__STORED RECORDS__
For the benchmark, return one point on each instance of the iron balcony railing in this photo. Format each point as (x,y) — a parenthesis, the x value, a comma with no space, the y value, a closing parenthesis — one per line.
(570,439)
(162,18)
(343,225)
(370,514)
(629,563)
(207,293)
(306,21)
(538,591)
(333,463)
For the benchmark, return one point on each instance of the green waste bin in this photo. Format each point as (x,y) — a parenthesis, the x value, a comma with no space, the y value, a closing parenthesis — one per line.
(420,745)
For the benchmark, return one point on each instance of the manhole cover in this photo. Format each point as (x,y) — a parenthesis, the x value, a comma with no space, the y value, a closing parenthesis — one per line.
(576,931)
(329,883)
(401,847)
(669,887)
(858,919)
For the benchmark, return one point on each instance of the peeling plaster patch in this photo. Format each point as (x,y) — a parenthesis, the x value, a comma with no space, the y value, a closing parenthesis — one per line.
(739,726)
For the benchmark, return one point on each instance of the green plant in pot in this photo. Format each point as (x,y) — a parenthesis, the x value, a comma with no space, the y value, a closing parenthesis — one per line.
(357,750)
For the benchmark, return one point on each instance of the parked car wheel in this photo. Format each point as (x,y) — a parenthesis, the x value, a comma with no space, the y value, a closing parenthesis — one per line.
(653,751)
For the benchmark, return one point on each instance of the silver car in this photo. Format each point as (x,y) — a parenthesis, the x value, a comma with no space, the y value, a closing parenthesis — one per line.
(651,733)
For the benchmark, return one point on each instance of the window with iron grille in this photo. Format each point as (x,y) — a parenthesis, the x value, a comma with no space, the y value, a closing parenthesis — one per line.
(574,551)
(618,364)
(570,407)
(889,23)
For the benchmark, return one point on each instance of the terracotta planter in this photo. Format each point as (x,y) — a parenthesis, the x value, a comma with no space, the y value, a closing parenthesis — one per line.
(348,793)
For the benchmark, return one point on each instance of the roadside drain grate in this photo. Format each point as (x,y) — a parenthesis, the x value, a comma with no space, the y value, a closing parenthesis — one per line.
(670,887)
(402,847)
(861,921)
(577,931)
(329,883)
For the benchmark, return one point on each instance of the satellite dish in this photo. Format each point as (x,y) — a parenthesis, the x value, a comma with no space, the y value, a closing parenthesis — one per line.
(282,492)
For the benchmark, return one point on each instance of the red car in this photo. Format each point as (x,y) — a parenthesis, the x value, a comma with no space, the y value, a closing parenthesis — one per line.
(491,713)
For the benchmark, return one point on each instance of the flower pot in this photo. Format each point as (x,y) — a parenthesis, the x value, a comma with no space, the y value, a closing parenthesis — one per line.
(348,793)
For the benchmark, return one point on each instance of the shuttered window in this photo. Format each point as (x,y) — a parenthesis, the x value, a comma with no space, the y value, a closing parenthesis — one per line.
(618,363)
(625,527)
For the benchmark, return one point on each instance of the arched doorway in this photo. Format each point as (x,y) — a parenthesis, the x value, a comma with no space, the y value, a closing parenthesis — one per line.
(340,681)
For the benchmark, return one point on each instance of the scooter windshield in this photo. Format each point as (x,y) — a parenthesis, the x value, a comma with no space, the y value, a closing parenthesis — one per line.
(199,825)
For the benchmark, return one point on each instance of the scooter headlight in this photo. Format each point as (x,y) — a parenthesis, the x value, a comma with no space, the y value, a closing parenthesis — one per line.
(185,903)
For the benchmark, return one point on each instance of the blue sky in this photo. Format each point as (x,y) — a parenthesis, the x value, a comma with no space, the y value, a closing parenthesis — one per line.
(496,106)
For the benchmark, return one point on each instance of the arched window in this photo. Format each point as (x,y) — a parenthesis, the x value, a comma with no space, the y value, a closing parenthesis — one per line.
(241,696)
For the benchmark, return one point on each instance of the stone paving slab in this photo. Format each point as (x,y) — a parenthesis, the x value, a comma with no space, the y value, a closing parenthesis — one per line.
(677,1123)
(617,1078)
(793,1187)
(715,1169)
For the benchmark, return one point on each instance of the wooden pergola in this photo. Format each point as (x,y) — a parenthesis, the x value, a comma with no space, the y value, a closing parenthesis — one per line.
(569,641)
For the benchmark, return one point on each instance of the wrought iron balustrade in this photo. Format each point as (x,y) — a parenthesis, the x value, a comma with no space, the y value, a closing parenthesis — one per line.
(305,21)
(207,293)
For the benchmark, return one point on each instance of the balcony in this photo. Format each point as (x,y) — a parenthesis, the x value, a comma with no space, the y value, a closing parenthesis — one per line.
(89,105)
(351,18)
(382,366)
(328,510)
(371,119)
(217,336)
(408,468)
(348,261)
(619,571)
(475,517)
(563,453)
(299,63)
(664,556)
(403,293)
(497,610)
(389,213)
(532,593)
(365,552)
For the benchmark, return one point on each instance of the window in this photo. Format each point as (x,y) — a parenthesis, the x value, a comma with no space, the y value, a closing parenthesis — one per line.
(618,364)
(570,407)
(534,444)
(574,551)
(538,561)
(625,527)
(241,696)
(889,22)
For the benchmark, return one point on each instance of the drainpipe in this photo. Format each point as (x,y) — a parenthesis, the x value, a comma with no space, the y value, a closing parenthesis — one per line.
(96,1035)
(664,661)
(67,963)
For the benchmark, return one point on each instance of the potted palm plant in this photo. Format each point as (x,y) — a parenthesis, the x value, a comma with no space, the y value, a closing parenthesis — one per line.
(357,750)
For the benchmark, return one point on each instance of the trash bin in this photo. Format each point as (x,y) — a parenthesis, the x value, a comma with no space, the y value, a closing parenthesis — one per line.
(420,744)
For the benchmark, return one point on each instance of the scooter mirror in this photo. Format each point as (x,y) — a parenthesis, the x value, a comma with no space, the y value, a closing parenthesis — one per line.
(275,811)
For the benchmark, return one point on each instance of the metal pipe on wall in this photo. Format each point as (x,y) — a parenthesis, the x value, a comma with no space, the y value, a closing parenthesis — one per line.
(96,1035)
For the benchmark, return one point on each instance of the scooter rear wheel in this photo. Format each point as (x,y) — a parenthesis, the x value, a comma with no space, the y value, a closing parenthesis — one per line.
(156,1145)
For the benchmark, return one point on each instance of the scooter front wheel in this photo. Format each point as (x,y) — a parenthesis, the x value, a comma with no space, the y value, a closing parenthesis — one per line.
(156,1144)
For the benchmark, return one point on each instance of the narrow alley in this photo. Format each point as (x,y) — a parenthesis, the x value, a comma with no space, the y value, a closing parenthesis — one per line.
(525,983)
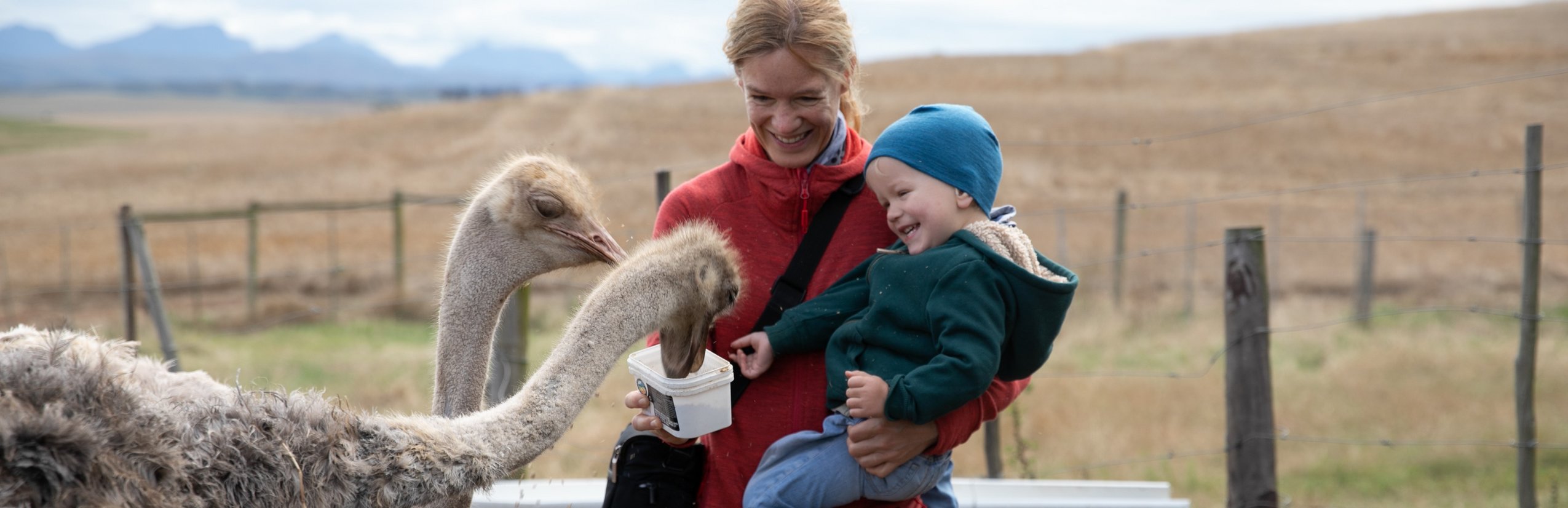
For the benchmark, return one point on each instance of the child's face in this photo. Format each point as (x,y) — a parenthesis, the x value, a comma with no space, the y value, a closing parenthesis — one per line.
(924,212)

...

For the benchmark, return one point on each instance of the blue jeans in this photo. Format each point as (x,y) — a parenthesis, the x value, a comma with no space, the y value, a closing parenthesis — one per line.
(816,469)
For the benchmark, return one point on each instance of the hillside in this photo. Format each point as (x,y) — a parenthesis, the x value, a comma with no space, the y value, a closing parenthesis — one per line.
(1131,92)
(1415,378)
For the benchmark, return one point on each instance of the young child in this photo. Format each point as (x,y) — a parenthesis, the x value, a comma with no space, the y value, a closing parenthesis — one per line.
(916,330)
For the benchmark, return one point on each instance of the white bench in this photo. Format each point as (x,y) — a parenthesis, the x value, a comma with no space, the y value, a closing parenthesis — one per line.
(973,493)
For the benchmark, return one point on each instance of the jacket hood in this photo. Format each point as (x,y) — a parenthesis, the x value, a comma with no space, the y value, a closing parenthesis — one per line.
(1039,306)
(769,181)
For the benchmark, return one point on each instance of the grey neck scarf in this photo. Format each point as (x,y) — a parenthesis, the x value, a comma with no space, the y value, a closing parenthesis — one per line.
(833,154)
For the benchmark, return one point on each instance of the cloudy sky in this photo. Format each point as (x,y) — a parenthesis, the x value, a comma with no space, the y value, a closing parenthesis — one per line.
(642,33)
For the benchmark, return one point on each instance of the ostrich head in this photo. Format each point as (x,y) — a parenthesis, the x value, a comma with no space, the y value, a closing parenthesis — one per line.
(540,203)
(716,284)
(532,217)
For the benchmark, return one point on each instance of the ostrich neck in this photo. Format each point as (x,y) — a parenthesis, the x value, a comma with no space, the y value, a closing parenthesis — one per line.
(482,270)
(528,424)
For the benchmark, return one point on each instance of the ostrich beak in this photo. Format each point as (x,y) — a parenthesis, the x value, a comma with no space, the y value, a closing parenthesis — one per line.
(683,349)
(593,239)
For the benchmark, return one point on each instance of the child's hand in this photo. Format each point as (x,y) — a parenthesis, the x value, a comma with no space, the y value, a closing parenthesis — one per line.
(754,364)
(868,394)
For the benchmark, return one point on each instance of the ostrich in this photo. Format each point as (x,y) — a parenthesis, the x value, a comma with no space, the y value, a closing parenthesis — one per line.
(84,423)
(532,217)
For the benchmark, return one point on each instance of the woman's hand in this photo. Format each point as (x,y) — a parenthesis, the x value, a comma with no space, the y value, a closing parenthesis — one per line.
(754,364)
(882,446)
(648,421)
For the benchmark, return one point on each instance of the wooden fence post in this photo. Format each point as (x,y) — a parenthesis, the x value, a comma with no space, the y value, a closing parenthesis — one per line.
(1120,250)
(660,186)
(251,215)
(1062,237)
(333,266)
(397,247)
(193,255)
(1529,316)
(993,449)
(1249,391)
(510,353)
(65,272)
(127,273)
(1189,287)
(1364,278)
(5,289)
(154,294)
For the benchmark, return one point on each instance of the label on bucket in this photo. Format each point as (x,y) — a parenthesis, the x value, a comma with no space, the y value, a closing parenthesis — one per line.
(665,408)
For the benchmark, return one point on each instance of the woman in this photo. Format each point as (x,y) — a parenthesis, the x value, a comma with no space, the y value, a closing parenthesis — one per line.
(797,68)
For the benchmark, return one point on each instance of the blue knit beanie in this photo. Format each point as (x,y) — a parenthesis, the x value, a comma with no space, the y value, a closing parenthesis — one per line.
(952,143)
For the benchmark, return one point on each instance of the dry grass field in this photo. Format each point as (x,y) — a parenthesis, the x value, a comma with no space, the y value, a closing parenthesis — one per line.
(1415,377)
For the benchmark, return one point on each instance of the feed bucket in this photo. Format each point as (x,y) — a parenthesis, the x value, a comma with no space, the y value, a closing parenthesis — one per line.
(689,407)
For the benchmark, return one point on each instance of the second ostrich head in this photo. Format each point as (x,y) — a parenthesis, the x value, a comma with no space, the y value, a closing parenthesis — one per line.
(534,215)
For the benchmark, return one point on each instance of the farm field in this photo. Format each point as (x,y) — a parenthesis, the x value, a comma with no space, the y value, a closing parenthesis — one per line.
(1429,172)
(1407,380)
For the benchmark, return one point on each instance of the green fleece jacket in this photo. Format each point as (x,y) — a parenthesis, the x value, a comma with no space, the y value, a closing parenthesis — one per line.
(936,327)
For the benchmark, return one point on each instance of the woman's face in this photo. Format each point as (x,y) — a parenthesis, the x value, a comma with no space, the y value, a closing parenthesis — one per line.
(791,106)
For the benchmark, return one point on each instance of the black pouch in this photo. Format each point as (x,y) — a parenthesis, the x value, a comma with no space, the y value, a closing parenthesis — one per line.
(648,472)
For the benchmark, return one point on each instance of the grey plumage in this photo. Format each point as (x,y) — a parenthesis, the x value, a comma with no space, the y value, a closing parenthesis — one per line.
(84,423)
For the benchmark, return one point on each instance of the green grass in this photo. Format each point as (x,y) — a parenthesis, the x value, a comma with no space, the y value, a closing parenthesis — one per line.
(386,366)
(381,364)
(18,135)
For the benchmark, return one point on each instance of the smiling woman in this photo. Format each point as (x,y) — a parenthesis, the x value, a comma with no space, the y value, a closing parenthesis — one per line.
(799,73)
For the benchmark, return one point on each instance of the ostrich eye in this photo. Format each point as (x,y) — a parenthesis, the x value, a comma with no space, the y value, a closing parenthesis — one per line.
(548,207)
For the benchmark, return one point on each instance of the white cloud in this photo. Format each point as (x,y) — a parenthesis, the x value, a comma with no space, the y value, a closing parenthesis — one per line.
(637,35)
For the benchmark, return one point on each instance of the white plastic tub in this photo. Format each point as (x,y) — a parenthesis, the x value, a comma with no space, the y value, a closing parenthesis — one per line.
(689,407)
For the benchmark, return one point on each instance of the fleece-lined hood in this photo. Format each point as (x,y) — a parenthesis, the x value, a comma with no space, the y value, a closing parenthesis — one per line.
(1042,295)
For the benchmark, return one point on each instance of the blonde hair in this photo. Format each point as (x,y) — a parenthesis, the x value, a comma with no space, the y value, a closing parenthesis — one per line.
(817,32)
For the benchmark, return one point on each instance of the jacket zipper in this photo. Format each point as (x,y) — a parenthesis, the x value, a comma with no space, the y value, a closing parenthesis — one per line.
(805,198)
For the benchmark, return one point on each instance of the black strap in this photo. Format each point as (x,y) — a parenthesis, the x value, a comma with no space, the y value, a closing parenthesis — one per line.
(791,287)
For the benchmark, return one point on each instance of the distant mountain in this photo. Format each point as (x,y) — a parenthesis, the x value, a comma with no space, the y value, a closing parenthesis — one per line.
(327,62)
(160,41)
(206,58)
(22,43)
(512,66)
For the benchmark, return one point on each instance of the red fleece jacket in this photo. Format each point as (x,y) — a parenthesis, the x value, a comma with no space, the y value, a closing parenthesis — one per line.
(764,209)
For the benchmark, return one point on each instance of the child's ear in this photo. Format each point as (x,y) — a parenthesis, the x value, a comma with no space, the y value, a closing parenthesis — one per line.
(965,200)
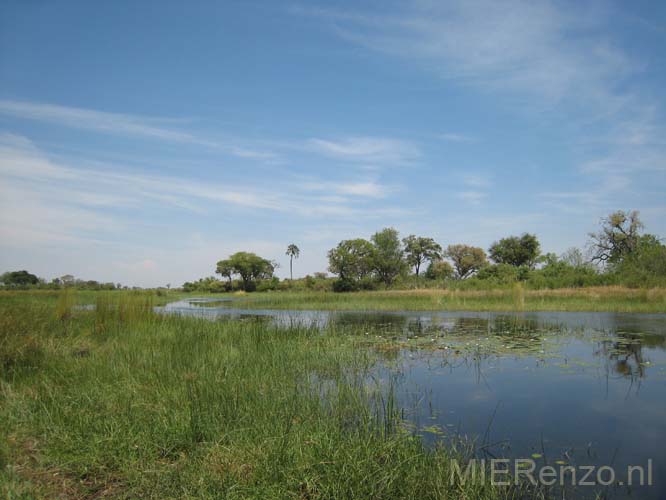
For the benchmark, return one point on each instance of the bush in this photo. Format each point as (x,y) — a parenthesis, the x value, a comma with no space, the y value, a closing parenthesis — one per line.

__WORK TO BE COMPLETED__
Return each line above that contains the string "face", treating uppercase and lowercase letters as distinct.

__SOLUTION TO THE EXERCISE__
For the benchmark, return one point on each instance of the child's face in this photo. Format each point as (x,y) — a parenthesis, the x value, a comma with no space, the y value, a closing parenthesis — one per line.
For the benchmark, return one point on each instance of the woman's face in this photo. Format each point as (x,y) — a parenthesis, the x value, a comma with no space, the y value, a closing parenthesis — one per line.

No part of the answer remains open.